What is needed: Return only those lines of the records below in which "plant" appears.

Image point grounding data:
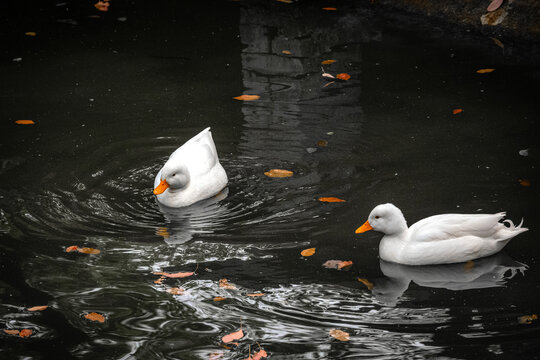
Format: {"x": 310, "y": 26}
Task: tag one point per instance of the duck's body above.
{"x": 192, "y": 173}
{"x": 439, "y": 239}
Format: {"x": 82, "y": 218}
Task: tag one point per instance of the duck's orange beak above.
{"x": 163, "y": 185}
{"x": 365, "y": 227}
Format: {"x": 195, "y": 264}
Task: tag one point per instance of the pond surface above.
{"x": 113, "y": 94}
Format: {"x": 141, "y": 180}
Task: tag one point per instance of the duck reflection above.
{"x": 203, "y": 217}
{"x": 493, "y": 271}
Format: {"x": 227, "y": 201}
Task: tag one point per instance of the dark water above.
{"x": 113, "y": 96}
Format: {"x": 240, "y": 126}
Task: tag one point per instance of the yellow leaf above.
{"x": 247, "y": 97}
{"x": 278, "y": 173}
{"x": 339, "y": 335}
{"x": 308, "y": 252}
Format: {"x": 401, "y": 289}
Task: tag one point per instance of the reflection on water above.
{"x": 86, "y": 180}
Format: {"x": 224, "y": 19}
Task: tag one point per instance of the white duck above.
{"x": 439, "y": 239}
{"x": 191, "y": 173}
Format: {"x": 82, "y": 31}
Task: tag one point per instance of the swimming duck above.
{"x": 439, "y": 239}
{"x": 192, "y": 173}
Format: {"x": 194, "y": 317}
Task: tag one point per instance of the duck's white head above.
{"x": 174, "y": 176}
{"x": 386, "y": 218}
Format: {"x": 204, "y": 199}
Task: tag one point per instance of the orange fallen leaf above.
{"x": 308, "y": 252}
{"x": 343, "y": 76}
{"x": 366, "y": 282}
{"x": 176, "y": 291}
{"x": 330, "y": 199}
{"x": 25, "y": 332}
{"x": 247, "y": 97}
{"x": 484, "y": 71}
{"x": 494, "y": 5}
{"x": 339, "y": 335}
{"x": 95, "y": 317}
{"x": 278, "y": 173}
{"x": 91, "y": 251}
{"x": 25, "y": 122}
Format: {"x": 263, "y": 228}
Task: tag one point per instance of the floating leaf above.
{"x": 278, "y": 173}
{"x": 330, "y": 199}
{"x": 339, "y": 335}
{"x": 366, "y": 282}
{"x": 233, "y": 336}
{"x": 224, "y": 283}
{"x": 484, "y": 71}
{"x": 247, "y": 97}
{"x": 25, "y": 122}
{"x": 494, "y": 5}
{"x": 95, "y": 317}
{"x": 176, "y": 291}
{"x": 308, "y": 252}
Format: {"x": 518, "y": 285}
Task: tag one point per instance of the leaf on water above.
{"x": 72, "y": 248}
{"x": 278, "y": 173}
{"x": 366, "y": 282}
{"x": 176, "y": 291}
{"x": 339, "y": 335}
{"x": 95, "y": 317}
{"x": 90, "y": 251}
{"x": 337, "y": 264}
{"x": 25, "y": 332}
{"x": 494, "y": 5}
{"x": 25, "y": 122}
{"x": 233, "y": 336}
{"x": 330, "y": 199}
{"x": 527, "y": 319}
{"x": 308, "y": 252}
{"x": 224, "y": 283}
{"x": 247, "y": 97}
{"x": 484, "y": 71}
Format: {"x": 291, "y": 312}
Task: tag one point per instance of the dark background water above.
{"x": 113, "y": 94}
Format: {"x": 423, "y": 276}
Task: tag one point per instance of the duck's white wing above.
{"x": 453, "y": 226}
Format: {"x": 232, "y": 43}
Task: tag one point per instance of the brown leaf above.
{"x": 24, "y": 122}
{"x": 366, "y": 282}
{"x": 308, "y": 252}
{"x": 278, "y": 173}
{"x": 340, "y": 335}
{"x": 484, "y": 71}
{"x": 25, "y": 332}
{"x": 330, "y": 199}
{"x": 494, "y": 5}
{"x": 95, "y": 317}
{"x": 233, "y": 336}
{"x": 247, "y": 97}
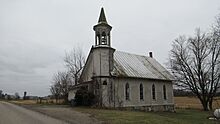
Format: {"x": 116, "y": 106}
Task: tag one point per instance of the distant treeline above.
{"x": 180, "y": 92}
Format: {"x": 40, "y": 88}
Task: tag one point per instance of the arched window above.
{"x": 141, "y": 92}
{"x": 153, "y": 92}
{"x": 127, "y": 91}
{"x": 164, "y": 92}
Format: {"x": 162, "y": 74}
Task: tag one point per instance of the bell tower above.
{"x": 102, "y": 31}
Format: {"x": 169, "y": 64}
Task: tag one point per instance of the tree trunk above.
{"x": 210, "y": 104}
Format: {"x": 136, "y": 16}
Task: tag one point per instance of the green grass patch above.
{"x": 182, "y": 116}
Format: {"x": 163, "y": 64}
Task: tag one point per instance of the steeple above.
{"x": 102, "y": 31}
{"x": 102, "y": 17}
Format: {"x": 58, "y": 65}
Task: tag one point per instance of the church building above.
{"x": 121, "y": 79}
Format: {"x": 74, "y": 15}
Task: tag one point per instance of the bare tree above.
{"x": 25, "y": 95}
{"x": 1, "y": 94}
{"x": 74, "y": 61}
{"x": 194, "y": 61}
{"x": 60, "y": 85}
{"x": 55, "y": 91}
{"x": 17, "y": 95}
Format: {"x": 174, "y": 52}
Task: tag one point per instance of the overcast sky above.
{"x": 34, "y": 34}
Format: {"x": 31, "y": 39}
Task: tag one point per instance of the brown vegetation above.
{"x": 193, "y": 102}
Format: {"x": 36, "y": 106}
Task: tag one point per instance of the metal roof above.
{"x": 131, "y": 65}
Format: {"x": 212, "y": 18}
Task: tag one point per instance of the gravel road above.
{"x": 13, "y": 114}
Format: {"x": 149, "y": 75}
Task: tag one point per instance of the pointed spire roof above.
{"x": 102, "y": 17}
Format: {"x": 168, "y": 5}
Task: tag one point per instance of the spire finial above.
{"x": 102, "y": 17}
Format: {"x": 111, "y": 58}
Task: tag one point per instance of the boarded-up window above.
{"x": 141, "y": 92}
{"x": 153, "y": 92}
{"x": 127, "y": 91}
{"x": 164, "y": 92}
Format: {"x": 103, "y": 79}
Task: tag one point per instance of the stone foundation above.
{"x": 168, "y": 108}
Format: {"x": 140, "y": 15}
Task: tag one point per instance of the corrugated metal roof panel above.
{"x": 131, "y": 65}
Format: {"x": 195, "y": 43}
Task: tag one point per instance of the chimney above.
{"x": 151, "y": 54}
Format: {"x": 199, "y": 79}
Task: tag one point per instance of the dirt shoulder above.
{"x": 64, "y": 113}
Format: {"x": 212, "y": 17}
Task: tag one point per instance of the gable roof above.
{"x": 102, "y": 17}
{"x": 137, "y": 66}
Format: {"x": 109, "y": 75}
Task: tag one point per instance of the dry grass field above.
{"x": 193, "y": 103}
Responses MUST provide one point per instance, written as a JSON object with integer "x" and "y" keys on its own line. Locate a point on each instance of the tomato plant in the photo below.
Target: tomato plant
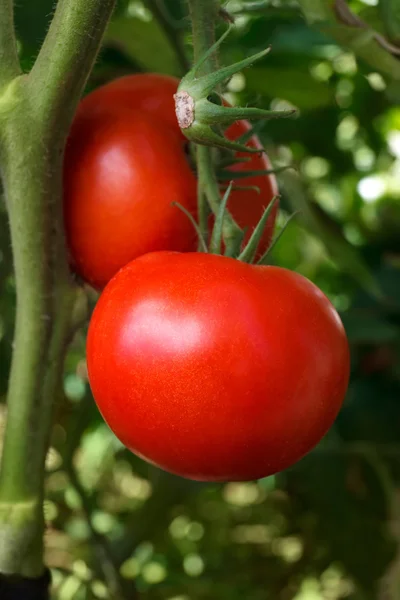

Answer below:
Responses MUST provide one point per instance, written as a JSON object with integer "x" and "y" keys on its own line. Locate a point on each instance of the tomato plant in the photo below.
Target: tomato plant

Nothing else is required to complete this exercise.